▸ **To do**
Retype each entry exactly.

▸ **Available records**

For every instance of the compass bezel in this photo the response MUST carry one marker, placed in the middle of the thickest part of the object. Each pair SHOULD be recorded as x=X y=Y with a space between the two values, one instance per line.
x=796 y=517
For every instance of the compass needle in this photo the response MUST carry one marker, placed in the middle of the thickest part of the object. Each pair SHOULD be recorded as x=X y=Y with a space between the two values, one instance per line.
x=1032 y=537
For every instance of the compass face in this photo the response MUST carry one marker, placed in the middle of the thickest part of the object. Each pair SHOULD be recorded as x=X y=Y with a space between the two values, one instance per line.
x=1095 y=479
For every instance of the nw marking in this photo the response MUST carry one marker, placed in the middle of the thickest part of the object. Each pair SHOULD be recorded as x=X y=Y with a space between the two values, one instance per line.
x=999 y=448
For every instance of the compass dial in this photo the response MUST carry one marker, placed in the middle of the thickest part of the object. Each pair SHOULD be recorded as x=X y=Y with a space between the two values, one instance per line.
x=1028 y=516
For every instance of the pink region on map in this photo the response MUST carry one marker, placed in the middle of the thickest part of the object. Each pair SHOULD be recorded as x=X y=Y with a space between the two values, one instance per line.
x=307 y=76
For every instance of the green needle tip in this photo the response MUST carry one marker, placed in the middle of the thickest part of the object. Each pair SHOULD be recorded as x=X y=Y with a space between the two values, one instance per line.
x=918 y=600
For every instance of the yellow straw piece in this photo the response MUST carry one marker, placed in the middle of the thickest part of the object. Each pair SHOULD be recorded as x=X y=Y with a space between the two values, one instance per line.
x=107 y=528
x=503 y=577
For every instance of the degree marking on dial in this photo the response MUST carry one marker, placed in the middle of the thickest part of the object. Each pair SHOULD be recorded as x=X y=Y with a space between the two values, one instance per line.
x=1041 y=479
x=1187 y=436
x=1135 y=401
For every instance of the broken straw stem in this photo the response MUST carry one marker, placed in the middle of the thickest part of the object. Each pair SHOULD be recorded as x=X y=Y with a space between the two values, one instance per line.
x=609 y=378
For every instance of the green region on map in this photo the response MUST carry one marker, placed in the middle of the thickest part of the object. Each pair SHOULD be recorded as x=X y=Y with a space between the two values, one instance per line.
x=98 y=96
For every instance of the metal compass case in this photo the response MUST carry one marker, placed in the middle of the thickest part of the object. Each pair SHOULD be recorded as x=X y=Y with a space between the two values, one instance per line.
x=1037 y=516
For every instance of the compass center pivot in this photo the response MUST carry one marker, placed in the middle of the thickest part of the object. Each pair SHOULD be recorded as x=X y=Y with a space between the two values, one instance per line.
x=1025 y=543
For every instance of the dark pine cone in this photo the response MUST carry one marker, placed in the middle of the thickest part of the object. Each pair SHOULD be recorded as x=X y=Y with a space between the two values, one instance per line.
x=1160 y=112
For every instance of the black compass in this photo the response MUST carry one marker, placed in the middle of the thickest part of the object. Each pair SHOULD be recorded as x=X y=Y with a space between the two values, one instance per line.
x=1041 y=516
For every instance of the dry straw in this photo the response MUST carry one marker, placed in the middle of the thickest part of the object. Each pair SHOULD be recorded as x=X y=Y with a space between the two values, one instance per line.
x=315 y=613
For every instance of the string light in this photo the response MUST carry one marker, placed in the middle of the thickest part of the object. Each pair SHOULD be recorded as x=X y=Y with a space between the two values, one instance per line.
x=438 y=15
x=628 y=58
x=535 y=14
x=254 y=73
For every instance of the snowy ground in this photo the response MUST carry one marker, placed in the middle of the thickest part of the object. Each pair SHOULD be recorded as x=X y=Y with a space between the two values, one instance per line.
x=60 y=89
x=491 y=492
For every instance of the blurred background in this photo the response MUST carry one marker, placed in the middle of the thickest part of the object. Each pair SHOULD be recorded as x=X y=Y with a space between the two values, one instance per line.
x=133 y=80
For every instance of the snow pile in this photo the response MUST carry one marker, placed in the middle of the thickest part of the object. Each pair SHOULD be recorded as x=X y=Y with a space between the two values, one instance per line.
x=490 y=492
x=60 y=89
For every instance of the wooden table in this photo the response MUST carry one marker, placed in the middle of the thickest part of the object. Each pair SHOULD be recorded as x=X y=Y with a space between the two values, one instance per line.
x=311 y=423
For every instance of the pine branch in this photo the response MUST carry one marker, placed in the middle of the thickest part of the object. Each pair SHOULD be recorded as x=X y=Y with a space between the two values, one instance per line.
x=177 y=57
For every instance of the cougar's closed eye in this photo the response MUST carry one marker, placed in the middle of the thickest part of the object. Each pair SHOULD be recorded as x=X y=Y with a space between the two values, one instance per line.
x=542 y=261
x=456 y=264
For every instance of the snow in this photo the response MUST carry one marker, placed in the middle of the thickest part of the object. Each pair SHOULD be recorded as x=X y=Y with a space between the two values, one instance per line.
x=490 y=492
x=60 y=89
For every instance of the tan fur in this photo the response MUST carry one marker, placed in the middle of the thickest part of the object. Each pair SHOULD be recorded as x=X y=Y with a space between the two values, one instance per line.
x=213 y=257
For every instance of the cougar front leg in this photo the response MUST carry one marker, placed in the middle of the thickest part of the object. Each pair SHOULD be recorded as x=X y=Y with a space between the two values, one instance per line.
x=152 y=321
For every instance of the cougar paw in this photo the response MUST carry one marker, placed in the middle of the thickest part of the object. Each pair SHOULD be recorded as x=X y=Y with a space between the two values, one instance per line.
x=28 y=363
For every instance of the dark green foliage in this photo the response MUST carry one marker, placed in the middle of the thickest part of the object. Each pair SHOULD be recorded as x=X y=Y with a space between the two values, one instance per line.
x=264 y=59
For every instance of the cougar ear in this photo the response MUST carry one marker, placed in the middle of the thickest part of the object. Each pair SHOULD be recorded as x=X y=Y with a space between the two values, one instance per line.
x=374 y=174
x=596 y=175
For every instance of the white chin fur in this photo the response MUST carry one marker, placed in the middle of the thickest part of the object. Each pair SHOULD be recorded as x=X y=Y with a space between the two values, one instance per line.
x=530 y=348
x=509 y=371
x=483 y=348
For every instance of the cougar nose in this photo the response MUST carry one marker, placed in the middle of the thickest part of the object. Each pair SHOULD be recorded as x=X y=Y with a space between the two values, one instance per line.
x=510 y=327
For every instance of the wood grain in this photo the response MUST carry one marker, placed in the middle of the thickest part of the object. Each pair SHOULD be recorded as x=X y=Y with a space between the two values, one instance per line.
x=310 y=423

▸ **Response to the task**
For every instance of the compass bezel in this photo the response MUST carry one marker, placed in the middle of the thickest part of the object. Each pair SHOULD be recorded as x=X y=Y with a space between the two values, one instance per line.
x=796 y=517
For every instance of the compass needle in this photo the response MUST carry one marker, placed in the middle of the thickest part of the object. Each pair SHOULD be recorded as x=X y=Y with a space between the two values, one instance per line.
x=1032 y=537
For every instance of the compass face in this photo the response MUST carry one marker, placed in the middle of the thickest part of the object. Each pair SHOULD be recorded as x=X y=Y with a space between the two values, one instance per line.
x=1095 y=479
For every instance of the nw marking in this photo the response MUST carry one marker, placed in the middle of the thickest part of the object. Each pair SHOULD be recorded as x=X y=Y with a space between the two values, one instance per line.
x=999 y=448
For every instance of the compass dial in this photo the response MUST carry one marker, placed in the middle of the thickest part of the object. Each pair SHOULD be recorded as x=X y=Y with a space between the two values, one instance per line.
x=1028 y=516
For every instance of the pink region on map in this photo the response MUST carry one marker, placed in the middle of the thickest part of the object. Each pair SHOULD be recorded as x=X y=Y with a space between the two values, one instance per line.
x=307 y=76
For every instance of the green needle tip in this photo the response MUST carry one marker, placed in the middle of the thickest part of the object. Each pair SHOULD be recorded as x=X y=Y with a space between the two values, one instance per line.
x=918 y=600
For every instance of the yellow straw piece in this photo the response MUST carry one marker, placed in the middle of the thickest part of the object. Each pair SHOULD be recorded as x=X y=Y with a space between the two values, one instance per line.
x=107 y=528
x=503 y=577
For every instance of the degree marking on dial in this photo the response MUST carry one marker, placed in the middle of the thickest part of the object. Each pair SHOULD be recorded as x=X y=Y with a space between the two values, one instance per line.
x=1041 y=479
x=1187 y=436
x=1135 y=401
For every instance of the broken straw stem in this photo the response MUST carry one marker, placed in the middle of the thickest part of the object. Each pair SHOULD be recorded as x=X y=Y with a space between the two values, one instance per line.
x=609 y=378
For every instance of the green region on map in this photo the response MUST carry one marker, placed in the middle of the thickest part of the object. Each pair SHOULD be recorded as x=X y=Y with a space between the two values, one instance per line.
x=98 y=96
For every instance of the metal compass case in this photo the response MUST carry one marker, placed in the middle of the thickest part of the object. Each pair SHOULD be recorded as x=X y=Y with a space between the two values, one instance per line.
x=1037 y=516
For every instance of the compass center pivot in this photo the response MUST carry one marker, placed in the middle of the thickest part of the object. Each pair SHOULD be recorded as x=X y=Y with a space between the two values, one instance per line.
x=1025 y=543
For every instance of the dark pine cone in this photo the response MUST carry one marker, placed in the middle of the thickest part of the object. Each pair SHOULD be recorded as x=X y=Y with a space between the two values, one instance per line.
x=1160 y=112
For every instance of the black compass in this photo the response MUST carry one marker, placed in the middle of the thickest part of the object. Each pair SHOULD be recorded as x=X y=Y with a space between the two values, one instance per line.
x=1041 y=516
For every instance of the dry straw in this photo the response MUST carry one marker, placed in the middle of the thickest part of the object. Each pair SHOULD be recorded as x=X y=Y with a space between the two values, one instance per line.
x=315 y=613
For every instance of the string light in this photo the response MUST carry one marker, placed in the middle of the thickest part of the object. Each pair SHOULD be recorded as x=X y=Y with a space between the two values, one instance per line.
x=438 y=15
x=628 y=58
x=535 y=14
x=254 y=73
For every instance of the snowy ground in this photo the response MUST carry one marker, placed in the middle of the thickest part of the object. Each pair SHOULD be recorded as x=X y=Y with a space between the two values, one instance per line.
x=60 y=89
x=491 y=492
For every instance of the blurred background in this photo the response MUST carry one marker, placed in the middle of the thickest part of the object. Each pair SHOULD be recorded as x=X y=Y with a space between the two values, one instance per line.
x=133 y=80
For every instance of the snow pile in this photo the response MUST carry one marker, placed in the middle of the thickest part of the object. Each pair SHOULD be recorded as x=X y=Y with a space between the two values, one instance per line.
x=490 y=492
x=60 y=89
For every instance of the wooden table in this photo the response MUST carry one marker, placed in the middle of the thickest part of the object. Each pair SHOULD be recorded as x=X y=Y with a space between the two values, one instance per line.
x=311 y=423
For every instance of the pine branch in this photo the response MUST carry one marker, placed in the middle of the thickest part of the object. Each pair SHOULD be recorded as x=X y=Y with a space between the two values, one instance per line.
x=177 y=57
For every instance of the cougar's closed eye in this photo the response MUST carry one marker, placed in the middle of the thickest part of the object. Each pair SHOULD be recorded as x=X y=Y with a space between the two values, one instance per line.
x=542 y=261
x=456 y=264
For every instance of the snow in this photo the response MUST carry one marker, placed in the middle of the thickest part of the object. Each pair SHOULD be recorded as x=X y=Y with a space between the two values, one instance per line.
x=490 y=492
x=60 y=89
For every instance of the tan fur in this photo the response MUST carry one marker, placed in the middle of the thickest part of the object. Each pair SHOULD be recorded as x=X y=Y with a space between the two values, one instance per line.
x=213 y=257
For every instance of the cougar front leg in this photo the response MUST carry one marker, placed in the middle of the thickest part of the object. Each pair SHOULD be recorded as x=X y=Y with a space between the two values, one instance per line.
x=152 y=321
For every instance of the cougar paw in this photo the response MUST carry one marker, placed in the middle of the thickest part of the object. Each pair SHOULD be recorded as x=X y=Y with a space between the two values, one instance per line.
x=28 y=363
For every instance of the dark green foliage in this photo the response MUST carry one marker, placed in the middle of the thickest part of the object. Each pair SHOULD be recorded as x=X y=Y with a space between the two values, one instance per line.
x=264 y=59
For every instance of the cougar ear in this photo the response MUST carry one marker, placed in the middle of the thickest part of the object. Each pair SHOULD be recorded as x=X y=Y with a space between the two values, one instance per line.
x=374 y=174
x=596 y=175
For every instance of the white chin fur in this photo the response MUST carry one marker, placed in the middle of the thickest part of the object. Each pair SHOULD be recorded as x=X y=Y with a space between the two values, one instance per line.
x=530 y=348
x=509 y=371
x=483 y=348
For every instance of the cougar nose in this photo the response MUST carry one marker, placed in the middle of the thickest part of the object. Each pair SHOULD be recorded as x=X y=Y with a space between the two values, one instance per line.
x=510 y=327
For every instance of the wood grain in this photo the response MUST carry one marker, placed in the middle of the thickest part of the object. Each pair SHOULD be recorded as x=X y=Y with a space between the two values, one instance per line.
x=310 y=423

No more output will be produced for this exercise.